_Butir Tugas_
Lanjutkan cerita tentang masa pandemi di bawah ini, mulai sesudah kalimat terakhir yang tertera.

_Kutipan Dokumen_
Setelah memastikan diri aman; karena sebelumnya
banyak menjalani waktu di Rumah Sakit, aku pun pulang. Pulang ke kampung
halaman. Dalam keadaan yang seperti ini, berada dekat dengan keluarga adalah
satu-satunya jalan agar aku bisa tenang dan tak merasa sendirian tercekam.
Alhamdulillah, selama pandemi orang tua dan
adik-adik di rumah dalam keadaan sehat. Patuh terhadap protokol kesehatan dan
menjaga asupan dengan baik. Tapi tentu saja usaha masih terdampak. Aku yang tak
punya kegiatan apa-apa, juga adik pertamaku, akhirnya atas saran kakak pertama,
kami mulai membuka usaha kecil-kecilan. Usaha yang dimulai tak seberapa. Dengan
skill memasak yang juga bisa dibilang dari 0, pelan-pelan kami bangun,
pelan-pelan kami promosikan. Usaha tersebut kami namakan adacemilan.
Alhamdulillah, meski pencapaian lain terhambat
karena pandemi, satu usaha kecil ini membuat kami senang karena meski hanya
#dirumahsaja , kami bisa melakukan hal yang kiranya bermanfaat walau hanya
untuk menutupi uang jajan sendiri. Setidaknya tak terlalu memberatkan harus
meminta uang jajan dengan orang tua yang mulai saat itu pun harus berpikir
keras untuk membuat perencanaan keuangan di tengah pandemi yang memuakkan.
Hari ke hari hingga bulan ke bulan, kami semakin
menyenangi adacemilan. Bahkan hingga sampai saat ini kami pun masih
menjalaninya dengan senang.
Bulan September, saat kondisi mulai kondusif,
meski pandemi masih tak bisa dihentikan, aku mulai kembali masuk Rumah Sakit
untuk praktik. Tentunya dengan proteksi yang lebih dari sebelum pandemi. APD
level 2 pun menjadi pakaian sehari-hari. Pengap, gerah, tak nyaman. Tapi harus
dibiasakan.
Cerita lain di luar pandemi, tentang hal besar
lainnya, setelah membuat suatu keputusan panjang dari 2019 hingga 2020, aku
bertekad bulat untuk mengakhiri hubungan yang sudah ku jalani 8 tahun lamanya.

_Informasi_

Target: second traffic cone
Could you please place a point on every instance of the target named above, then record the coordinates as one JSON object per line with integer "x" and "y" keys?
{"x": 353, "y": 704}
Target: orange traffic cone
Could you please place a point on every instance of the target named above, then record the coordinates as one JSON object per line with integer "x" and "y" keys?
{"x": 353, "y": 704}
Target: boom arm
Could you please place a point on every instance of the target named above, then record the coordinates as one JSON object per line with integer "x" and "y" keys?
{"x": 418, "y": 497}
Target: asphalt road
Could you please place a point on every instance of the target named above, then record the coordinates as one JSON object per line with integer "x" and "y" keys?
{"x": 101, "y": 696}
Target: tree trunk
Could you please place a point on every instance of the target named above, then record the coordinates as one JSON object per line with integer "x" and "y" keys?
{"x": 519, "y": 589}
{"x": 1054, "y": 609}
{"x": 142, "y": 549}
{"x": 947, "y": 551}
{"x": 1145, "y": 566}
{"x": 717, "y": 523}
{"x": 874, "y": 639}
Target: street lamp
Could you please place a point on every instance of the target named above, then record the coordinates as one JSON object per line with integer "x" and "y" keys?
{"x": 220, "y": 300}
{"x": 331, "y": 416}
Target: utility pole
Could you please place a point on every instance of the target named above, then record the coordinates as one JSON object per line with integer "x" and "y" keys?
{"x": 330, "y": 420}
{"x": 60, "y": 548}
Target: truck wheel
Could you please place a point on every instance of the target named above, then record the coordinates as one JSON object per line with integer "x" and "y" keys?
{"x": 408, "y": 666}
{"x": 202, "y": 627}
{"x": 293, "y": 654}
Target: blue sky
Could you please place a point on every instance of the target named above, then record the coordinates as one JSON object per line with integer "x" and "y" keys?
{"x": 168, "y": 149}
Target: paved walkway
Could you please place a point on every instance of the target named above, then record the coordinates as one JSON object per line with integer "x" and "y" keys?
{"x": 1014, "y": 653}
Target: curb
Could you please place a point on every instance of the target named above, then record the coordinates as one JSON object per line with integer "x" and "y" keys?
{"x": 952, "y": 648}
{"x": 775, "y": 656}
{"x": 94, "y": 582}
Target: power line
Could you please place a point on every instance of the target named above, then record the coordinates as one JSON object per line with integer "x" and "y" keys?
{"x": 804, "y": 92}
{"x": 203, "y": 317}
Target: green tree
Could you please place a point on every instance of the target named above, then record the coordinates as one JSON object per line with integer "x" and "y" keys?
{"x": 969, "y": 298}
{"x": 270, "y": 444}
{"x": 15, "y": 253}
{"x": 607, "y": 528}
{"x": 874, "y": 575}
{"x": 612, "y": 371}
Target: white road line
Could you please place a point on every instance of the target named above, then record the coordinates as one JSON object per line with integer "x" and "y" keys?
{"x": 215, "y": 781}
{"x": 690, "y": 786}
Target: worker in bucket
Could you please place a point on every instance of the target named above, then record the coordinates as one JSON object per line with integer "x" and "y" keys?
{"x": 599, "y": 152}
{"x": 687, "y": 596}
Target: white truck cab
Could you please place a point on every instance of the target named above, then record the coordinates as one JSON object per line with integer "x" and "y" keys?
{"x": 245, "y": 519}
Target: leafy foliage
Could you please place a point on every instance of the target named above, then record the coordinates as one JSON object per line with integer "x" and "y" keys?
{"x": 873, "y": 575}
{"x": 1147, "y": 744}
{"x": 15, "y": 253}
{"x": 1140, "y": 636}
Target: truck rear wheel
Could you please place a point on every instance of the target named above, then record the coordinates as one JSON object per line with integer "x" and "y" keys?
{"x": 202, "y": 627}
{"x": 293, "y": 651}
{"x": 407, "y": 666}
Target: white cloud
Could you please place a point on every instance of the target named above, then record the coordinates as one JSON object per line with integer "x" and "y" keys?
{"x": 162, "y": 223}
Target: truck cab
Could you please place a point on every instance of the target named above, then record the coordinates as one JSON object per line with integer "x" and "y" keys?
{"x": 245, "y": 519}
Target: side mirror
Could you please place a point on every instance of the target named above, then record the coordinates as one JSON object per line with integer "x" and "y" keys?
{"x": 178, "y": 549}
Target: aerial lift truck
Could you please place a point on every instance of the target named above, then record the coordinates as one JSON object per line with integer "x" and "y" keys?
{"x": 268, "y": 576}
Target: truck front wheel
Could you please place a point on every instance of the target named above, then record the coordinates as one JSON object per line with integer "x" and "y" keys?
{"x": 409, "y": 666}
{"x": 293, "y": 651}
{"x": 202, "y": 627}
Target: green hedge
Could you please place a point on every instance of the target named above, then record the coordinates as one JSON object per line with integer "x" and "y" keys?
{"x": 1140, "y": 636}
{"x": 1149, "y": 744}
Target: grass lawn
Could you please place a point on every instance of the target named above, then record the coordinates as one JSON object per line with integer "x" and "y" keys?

_Ruang Jawaban_
Hubungan yang sudah sangat matang dan tinggal menunggu waktu agar kami bisa
sama-sama stabil penghasilan, dengan segala perencanaan, ternyata Tuhan tak
sejalan. Aku membuat keputusan bukan berdasar pada keegoisan semata, tapi makna
lain yang luar biasa aku tak bisa menolaknya. Jika diceritakan dengan lebih,
mungkin postingan ini akan lebih mirip buku diary. Hanya saja yang bisa aku kenang
dan aku bagi, bahwa apapun yang pernah aku punya dan bahagia karenanya, hampir
gila setelah kehilangannya, Tuhan tidak setega itu membuat rentetan panjang
cerita menyedihkan.
Allah maha baik, didekatkanlah aku dengan
seseorang yang sebenarnya sudah sangat dekat dengan hari-hariku. Dibuat-Nya lah
segala doa orang tuaku menjadi nyata. Satu persatu pinta yang ada dalam sujud
orang tuaku diwujudkan-Nya, ada dalam 1 orang yang sama. Dan Alhamdulillah,
karenanya jugalah aku masih bisa waras menghadapi 2020 ini. Masih dalam keadaan
sehat dan masih bisa mencintai diri sendiri.
Di tahun 2020 jugalah kesenangan luar biasa lain
datang menghampiri. 2 sahabat yang benar-benar penting akhirnya melepas status
lajang. Yang pertama di bulan April dan kedua di bulan September. Tak bisa
dipungkiri aku turut berbahagia sebahagia-bahagianya. Dan di akhir 2020 pulalah
aku mendapat kabar 2 sahabatku lainnya; memberitahukan akan menikah juga di
awal tahun 2021. Tentu saja aku tambah bahagia. Jadi, tak ada alasan untukku
menyebutkan bahwa 2020 hanya penuh dengan kesedihan.
Dalam beberapa tahun ke depan, atau pada setiap
tahun aku akan membuka dan membaca postingan ini, mungkin bisa ku katakan saat
ini bahwa 2020 benar-benar berarti. Meski sempat banyak diam dan melakukan
kegiatan #dirumahsaja , namun sepertinya justru banyak cerita suka-duka yang
bisa ku kenang lebih dalam dibanding tahun-tahun sebelumnya. Banyak hal yang
pergi dan kemudian datang tanpa pernah ku duga. Banyak hal buruk yang kemudian
diganti dengan hal yang lebih baik. Dan tentunya pelajaran hidup yang mungkin
tak bisa ku temukan di tahun-tahun yang lain.
All is good even tho the bad ones comes within
it.
Terima kasih, 2020. Atas kesehatan, kebersamaan, suka hingga duka yang masih ada. Dan akan selalu ku syukuri sebagaimana aku selalu mengingatnya.